The other issue is how do we go about building an R&D infrastructure that delivers technology innovation to the industry? Obviously, this has not happened in India except perhaps for three sectors, space, atomic energy and pharmaceuticals. The first two were forced upon us due to the embargo on nuclear and missile technologies. The pharmaceutical industry developed as changing of the Patent Act from product to process patents allowed Indian industry to innovate new processes and produce cheaper drugs.

In all the three areas above, the state played the key role. In the first two – Atomic Energy and Space – the research, development and production are all carried out within the same organisation. In pharmaceuticals — CDRI, Lukhnow and NCL, Pune — the CSIR laboratories produced the process innovations. If we take out these three sectors, the record of the rest of the research institutions in developing technology is quite poor.
===
* [TASK LIST]
[1] According to the passage on India's R&D infrastructure, why were the space and atomic energy sectors forced upon India?
[2] Please write what comes next in the passage on India's R&D infrastructure, picking up after its final sentence.

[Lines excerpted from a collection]
===
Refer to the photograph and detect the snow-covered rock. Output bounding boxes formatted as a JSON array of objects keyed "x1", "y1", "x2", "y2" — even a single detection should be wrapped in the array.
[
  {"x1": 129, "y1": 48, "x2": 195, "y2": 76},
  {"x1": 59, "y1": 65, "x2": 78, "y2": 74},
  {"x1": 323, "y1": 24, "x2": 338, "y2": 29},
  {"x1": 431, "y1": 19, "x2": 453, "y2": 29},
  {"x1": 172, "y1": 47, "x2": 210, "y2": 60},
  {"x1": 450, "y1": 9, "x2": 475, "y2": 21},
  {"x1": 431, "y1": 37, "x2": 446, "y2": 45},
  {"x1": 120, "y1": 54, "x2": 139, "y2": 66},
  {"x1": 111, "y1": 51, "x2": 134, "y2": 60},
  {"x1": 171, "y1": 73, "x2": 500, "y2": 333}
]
===
* [LIST OF ANSWERS]
[1] They were forced upon India by the embargo on nuclear and missile technologies.

[2]
Why did the Indian research institutions fail to make contributions in other areas while it did succeed in these three? In all the three areas, both the end user of research, the industry, and the producer of technology, the research institutions, worked together. Both had their contributions: if the process was developed in the CSIR laboratories, scaling up for manufacture was done by the industry. This is the vital gap that afflicts other sectors. If technology is available from a “collaborator,” the Indian industry gets the entire package – from the design to the assembly line. Instead, if you get the same technology from a lab, you get merely the design. Scaling it up to the production level is a different ball game. The labs do this very poorly. If the industry expects the laboratories to give them a completely packaged technology, this is doomed to failure. And it is this missing link – from design to production – that has lead to the research institutions contributions in other sectors being relatively poor.

The current paradigm of the neo-liberal economy is that the market will take care of everything including research. Well, the market does take care of research for little things, essentially small problems with current products and technologies. What it cannot address is new technologies. The dominant industry players rejected the most ubiquitous of technologies of today – the personal computers and mobile phones – when they were first proposed. IBM felt that the idea that people would want to own personal computers was ridiculous. It is state funding of science and technology (and also philanthropic funding) for completely esoteric ideas that produced the next generation technologies.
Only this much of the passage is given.